INSTRUCTIONS TO FOLLOW:
Return all the lines below in which the string "small" appears.

RAW DATA:
========

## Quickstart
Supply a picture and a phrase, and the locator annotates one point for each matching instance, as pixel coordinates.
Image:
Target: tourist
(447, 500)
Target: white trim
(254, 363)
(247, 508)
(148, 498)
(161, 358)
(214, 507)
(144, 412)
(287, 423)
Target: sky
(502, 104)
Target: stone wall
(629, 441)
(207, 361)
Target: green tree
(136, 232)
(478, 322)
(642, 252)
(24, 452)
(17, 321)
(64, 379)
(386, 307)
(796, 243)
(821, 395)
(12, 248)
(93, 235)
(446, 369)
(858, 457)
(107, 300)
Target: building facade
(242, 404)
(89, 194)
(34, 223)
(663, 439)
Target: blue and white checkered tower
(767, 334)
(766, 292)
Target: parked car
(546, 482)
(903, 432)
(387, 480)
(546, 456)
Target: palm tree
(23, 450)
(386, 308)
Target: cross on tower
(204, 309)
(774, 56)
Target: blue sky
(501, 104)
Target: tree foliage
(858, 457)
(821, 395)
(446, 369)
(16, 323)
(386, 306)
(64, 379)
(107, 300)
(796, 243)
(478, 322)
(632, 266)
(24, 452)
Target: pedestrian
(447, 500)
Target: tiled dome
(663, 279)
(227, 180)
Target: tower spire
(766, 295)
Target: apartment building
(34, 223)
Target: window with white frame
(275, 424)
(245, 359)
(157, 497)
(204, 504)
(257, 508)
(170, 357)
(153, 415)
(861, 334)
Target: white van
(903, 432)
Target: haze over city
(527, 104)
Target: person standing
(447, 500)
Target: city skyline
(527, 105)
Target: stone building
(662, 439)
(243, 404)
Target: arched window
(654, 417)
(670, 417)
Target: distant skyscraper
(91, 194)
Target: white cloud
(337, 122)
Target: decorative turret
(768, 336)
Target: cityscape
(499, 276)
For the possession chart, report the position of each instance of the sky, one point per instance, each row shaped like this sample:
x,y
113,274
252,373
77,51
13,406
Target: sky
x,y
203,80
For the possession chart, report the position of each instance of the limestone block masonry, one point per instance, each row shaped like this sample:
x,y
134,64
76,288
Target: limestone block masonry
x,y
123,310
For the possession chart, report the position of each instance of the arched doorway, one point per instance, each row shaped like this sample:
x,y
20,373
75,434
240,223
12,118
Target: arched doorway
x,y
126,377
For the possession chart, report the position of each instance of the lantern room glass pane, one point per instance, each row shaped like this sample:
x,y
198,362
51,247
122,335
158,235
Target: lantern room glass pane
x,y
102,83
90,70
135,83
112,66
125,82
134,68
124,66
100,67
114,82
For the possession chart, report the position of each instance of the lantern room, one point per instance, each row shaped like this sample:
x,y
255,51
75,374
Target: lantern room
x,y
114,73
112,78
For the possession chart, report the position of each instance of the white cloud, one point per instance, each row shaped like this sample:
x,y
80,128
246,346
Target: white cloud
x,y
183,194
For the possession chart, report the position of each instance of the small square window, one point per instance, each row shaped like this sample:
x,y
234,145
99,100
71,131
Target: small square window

========

RESPONSE AREA:
For the possession chart, report the position of each instance of the small square window, one point per instance, each row shaped like this sample:
Target: small square window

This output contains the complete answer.